- [Exercise 1]: Decide whether each statement below agrees with the text about Sophie Letourneur's filmmaking. Answer yes or no for each, and quote the text's deciding words. (a) Enormous was directed in 2019. (b) The writing process begins with a blank page. (c) The planned documentary series will include about twenty films.
- [Exercise 2]: Pick up the text about Sophie Letourneur's filmmaking after its last sentence and continue it.

“I believe it would be very compelling to sketch a portrait of a Texan who wants to have a vasectomy, and this plot would allow me to express my views on the inescapable, essential topic of abortive rights in the USA.”
I came to filmmaking by way of the plastic arts. It was at ENSAD that I began making installations, and developing writing techniques by creating soundtrack montages. Next, I started making films for cinema, usually from an autobiographical standpoint. I am now working on an autofiction-based trilogy, which will mark a new transitional period in my work. I have greatly enjoyed finding, leading and filming other people who can embody and appropriate my own history on screen, and I now wish to use characters as inspiration for writing. I may someday return to autofiction, but I currently feel that I have gone as far as I can with this process and taken many detours in allowing myself to do so. When filming midwives for Enormous, I felt the need for this new approach more clearly, and I found the idea for a film series whose content would be fueled by the person and place inspiring me at a particular time, whereby I would not need to be familiar with them beforehand. I then received the proposal from Villa Albertine, which has fit perfectly into this context. This project will be the first part of my new approach.
After graduating from the Duperré Design School and the École Nationale Supérieure des Arts Décoratifs (ENSAD), Sophie Letourneur directed her first short, La Tête dans le vide, in 2004. Spurred on by the success of a further two medium-length films, Manue Bolonaise and Roc et Canyon, which were shown at the Directors’ Fortnight in Cannes, the Brive Film Festival, and the Côté Court Festival in Pantin, she shot her first feature-length film, the critically-acclaimed Chicks, which was released in 2010. In 2011, she premiered The Shady Sailor at Locarno, while also using the occasion to film Les Coquillettes, which was then included in the festival program in 2012 and released in French theaters in March 2013. The following year, she brought to life a farcical fable set in rural France, Gaby Baby Doll, starring Lolita Chammah and Benjamin Biolay. In 2019, she directed Enormous, starring Marina Foïs and Jonathan Cohen, in which she explored the vicissitudes of maternity, from conception to childbirth. Voyages en Italie, her fifth feature film, will be released in late March.
I want to create a documentary series comprising a dozen or so films, each following the same format through a variety of countries. Villa Albertine is offering me the possibility to write a sort of pilot, or dogma, and to lay the groundwork for this project around the theme of masculinity, which I have kept in the pipeline for several years now. This exquisite corpse-type project will feature portraits of men who follow a story as if singing in canon across a variety of languages.
In practice, my writing process will remain the same. I never start off with a blank page, but by using raw material, such as audio and video recordings, documentaries, archival content, staged improvisations, and so forth. Once I have gathered this material, I can begin writing, assembling and building my film, as I would a puzzle.
Then comes the transposition phase, starting with the cast, which can sometimes take a year or more to put together. During this casting process, I immerse myself in a new world, in settings that help the film continue evolving. Lastly, I hold “rehearsals” during which the actors that I have found make a given situation theirs through their words. I record all these rehearsals, then edit them and transcribe them to write the film, for which I have already decided on the locations, the actors, and the rhythm.

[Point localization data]
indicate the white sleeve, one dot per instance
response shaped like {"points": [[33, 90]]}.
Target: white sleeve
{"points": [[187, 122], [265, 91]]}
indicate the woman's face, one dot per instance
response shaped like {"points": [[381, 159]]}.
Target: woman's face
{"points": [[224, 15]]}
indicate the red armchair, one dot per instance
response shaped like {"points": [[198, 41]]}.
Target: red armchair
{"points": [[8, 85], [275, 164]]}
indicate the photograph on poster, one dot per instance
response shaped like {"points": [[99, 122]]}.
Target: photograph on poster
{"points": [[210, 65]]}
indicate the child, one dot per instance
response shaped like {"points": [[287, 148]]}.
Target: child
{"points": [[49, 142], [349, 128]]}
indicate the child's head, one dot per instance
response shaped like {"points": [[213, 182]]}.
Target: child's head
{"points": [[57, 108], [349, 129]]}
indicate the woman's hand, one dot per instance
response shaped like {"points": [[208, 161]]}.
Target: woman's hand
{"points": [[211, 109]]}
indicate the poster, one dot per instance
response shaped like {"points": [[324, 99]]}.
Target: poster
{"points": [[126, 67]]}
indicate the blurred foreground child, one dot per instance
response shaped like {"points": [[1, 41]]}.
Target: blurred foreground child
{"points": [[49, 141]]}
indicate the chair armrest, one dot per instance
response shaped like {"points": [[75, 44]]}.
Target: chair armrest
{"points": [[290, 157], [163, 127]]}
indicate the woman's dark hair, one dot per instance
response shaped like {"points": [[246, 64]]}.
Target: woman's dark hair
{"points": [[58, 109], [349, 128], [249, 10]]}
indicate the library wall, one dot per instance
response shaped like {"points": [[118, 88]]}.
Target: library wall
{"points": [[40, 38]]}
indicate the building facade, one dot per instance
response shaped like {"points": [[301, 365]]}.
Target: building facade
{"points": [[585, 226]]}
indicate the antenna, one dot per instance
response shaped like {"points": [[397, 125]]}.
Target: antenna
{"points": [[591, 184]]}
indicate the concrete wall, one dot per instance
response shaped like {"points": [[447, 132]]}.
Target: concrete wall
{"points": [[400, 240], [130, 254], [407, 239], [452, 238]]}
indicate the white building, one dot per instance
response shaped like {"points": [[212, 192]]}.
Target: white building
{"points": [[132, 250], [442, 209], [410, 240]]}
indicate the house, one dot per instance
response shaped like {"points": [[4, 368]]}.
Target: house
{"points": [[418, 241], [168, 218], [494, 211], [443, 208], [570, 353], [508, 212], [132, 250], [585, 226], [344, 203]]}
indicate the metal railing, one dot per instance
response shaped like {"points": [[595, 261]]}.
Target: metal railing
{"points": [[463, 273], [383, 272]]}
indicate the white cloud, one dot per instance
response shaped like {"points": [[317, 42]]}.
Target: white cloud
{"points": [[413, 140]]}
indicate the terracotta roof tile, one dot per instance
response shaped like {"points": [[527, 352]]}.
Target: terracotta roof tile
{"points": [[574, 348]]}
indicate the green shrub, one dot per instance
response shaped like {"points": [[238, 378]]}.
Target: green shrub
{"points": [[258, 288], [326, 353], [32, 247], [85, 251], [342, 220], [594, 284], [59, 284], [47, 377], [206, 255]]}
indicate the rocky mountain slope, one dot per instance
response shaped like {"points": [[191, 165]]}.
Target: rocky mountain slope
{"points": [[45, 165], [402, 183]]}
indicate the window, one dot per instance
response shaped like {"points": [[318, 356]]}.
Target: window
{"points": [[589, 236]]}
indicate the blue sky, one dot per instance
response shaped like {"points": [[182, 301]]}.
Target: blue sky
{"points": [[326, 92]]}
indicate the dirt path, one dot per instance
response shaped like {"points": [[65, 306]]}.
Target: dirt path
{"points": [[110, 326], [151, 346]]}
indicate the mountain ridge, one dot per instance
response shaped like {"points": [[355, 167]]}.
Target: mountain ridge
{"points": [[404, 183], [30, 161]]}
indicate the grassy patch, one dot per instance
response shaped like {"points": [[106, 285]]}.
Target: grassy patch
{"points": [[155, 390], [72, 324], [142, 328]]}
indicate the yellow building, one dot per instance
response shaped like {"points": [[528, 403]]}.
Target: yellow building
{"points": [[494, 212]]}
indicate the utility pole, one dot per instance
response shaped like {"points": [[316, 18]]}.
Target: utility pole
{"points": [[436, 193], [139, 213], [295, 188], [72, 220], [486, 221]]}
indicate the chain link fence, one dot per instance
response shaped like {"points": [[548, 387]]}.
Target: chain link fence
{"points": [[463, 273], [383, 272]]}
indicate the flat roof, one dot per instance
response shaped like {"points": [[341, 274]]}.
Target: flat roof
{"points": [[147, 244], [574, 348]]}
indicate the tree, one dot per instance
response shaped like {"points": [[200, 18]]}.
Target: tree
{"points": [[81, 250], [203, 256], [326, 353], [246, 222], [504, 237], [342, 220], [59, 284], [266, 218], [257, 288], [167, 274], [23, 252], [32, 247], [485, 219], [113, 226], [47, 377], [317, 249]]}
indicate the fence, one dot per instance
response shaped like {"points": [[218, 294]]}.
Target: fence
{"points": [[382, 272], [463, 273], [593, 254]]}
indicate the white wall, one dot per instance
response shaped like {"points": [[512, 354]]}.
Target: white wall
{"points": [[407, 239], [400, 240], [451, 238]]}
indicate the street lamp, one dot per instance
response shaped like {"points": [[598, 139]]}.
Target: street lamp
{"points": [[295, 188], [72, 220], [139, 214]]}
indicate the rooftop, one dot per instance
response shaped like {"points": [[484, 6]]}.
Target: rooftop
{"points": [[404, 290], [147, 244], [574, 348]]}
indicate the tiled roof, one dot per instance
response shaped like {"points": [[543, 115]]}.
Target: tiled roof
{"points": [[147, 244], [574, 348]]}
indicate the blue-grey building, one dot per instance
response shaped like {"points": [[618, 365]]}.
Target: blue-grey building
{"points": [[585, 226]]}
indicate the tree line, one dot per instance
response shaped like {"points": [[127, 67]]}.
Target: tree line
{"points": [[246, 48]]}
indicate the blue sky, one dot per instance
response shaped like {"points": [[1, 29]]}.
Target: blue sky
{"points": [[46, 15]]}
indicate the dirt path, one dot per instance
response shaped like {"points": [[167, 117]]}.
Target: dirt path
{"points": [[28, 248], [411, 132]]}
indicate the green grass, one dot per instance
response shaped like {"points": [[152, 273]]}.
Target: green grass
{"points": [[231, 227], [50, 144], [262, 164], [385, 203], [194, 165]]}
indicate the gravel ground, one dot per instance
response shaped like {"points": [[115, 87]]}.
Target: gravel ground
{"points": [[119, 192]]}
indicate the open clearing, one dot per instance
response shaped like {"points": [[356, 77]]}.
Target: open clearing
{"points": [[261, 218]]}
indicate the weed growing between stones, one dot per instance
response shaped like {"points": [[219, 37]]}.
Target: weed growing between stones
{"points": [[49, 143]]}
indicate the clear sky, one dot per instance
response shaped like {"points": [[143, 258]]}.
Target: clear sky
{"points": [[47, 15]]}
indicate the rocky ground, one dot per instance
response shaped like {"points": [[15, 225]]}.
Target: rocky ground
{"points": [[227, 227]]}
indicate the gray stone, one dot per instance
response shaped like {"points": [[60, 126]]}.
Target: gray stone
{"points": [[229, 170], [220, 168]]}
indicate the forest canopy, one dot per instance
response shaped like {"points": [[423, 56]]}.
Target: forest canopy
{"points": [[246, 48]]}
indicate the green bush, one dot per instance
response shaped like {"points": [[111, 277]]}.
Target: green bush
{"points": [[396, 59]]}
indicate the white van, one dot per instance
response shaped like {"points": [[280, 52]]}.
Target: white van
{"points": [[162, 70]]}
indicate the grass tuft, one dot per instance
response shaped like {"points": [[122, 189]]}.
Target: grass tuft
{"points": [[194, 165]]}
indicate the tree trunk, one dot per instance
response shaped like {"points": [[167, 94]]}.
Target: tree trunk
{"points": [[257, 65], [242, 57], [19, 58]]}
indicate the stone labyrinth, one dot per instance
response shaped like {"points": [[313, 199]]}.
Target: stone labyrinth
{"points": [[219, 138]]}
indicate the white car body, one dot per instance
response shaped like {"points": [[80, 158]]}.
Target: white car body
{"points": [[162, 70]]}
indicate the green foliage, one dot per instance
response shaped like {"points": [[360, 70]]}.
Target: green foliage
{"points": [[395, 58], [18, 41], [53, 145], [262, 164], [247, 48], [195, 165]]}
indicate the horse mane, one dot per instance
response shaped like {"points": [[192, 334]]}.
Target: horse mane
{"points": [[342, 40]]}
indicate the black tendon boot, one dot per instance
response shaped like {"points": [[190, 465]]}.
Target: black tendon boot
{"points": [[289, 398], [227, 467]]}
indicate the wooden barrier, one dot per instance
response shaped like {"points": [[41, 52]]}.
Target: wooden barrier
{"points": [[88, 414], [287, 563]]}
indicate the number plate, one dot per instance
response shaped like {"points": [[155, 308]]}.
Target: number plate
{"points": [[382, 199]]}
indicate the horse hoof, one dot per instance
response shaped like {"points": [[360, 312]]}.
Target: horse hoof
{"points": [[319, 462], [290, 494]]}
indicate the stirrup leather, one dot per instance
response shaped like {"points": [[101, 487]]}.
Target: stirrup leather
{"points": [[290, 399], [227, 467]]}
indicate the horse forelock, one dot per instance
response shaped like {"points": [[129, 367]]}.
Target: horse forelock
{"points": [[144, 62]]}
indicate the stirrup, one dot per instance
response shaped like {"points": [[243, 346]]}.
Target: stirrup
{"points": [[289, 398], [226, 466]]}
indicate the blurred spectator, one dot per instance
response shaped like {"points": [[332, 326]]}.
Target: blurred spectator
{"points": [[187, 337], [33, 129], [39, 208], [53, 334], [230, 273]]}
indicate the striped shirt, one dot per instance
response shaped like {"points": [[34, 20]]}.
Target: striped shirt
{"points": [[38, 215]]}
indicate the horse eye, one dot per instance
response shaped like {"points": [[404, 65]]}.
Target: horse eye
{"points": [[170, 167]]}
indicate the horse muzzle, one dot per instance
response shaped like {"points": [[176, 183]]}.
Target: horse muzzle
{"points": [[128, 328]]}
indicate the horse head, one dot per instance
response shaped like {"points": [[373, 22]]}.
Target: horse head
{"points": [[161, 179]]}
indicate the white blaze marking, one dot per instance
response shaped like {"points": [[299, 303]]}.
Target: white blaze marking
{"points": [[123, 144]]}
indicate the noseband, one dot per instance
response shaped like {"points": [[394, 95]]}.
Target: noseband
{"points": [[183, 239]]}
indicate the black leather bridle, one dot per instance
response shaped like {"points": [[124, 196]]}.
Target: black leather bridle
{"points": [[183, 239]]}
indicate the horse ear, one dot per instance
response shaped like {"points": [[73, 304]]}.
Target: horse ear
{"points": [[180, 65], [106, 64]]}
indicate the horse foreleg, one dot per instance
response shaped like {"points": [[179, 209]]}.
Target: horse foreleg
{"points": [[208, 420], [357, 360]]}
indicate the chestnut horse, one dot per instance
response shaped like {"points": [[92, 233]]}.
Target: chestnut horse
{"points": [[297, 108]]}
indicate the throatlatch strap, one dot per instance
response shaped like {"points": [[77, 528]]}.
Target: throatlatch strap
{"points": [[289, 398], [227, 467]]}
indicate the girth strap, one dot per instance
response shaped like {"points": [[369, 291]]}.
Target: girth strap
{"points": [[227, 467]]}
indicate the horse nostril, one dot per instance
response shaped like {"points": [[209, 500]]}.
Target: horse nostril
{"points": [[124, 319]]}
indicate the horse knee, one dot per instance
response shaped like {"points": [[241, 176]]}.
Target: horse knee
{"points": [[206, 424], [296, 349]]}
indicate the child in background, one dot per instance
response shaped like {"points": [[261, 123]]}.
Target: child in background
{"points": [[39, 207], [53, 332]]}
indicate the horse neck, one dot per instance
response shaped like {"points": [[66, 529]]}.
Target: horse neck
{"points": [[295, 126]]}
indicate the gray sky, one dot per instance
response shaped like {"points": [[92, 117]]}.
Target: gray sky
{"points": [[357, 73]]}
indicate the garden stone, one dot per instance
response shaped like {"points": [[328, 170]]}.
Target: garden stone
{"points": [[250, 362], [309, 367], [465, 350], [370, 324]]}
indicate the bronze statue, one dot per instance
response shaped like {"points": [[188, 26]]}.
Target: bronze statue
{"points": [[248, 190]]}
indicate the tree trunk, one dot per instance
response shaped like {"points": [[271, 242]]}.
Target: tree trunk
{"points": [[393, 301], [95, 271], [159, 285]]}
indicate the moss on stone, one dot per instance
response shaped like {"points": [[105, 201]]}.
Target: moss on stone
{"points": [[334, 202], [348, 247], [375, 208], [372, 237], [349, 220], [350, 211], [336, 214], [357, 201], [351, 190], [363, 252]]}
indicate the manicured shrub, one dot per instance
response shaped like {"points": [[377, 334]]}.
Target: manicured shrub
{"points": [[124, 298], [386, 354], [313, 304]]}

- [Response 1]:
(a) Yes: "In 2019, she directed Enormous, starring Marina Foïs and Jonathan Cohen"
(b) No: "I never start off with a blank page, but by using raw material"
(c) No: "comprising a dozen or so films"

- [Response 2]:
Writing a story based directly on the actor and what they inspire in me, as opposed to using my own lived experience, is a more immediate approach that I have never dared to attempt in the past. However, I am not aiming to create a documentary about the person in question, but to write around what they inspire in me and offer me.
This is the straightforward process that I hope to begin in this project, with a fixed three-phase format of observation, casting, and rehearsal, followed by writing. Specifically for this project, I would like there to be a story centered on a vasectomy.
Space rockets, guns, and oil—to me, Houston seems an exciting place to address the topic of masculinity. I believe it would be very compelling to sketch a portrait of a Texan who wants to have a vasectomy, and this plot would allow me to express my views on the inescapable, essential topic of abortive rights in the USA.
I would also like to write about space, transport, and their specific traits in the region. As such, I intend to bring a number of journeys into my plot, perhaps including a trip between two cities (Austin and Houston, for example), a voyage to more secluded locations, and a visit to a family home.
My character could be an astute scientist who uses the realm of mathematical abstraction to find a diversion from his sexual urges.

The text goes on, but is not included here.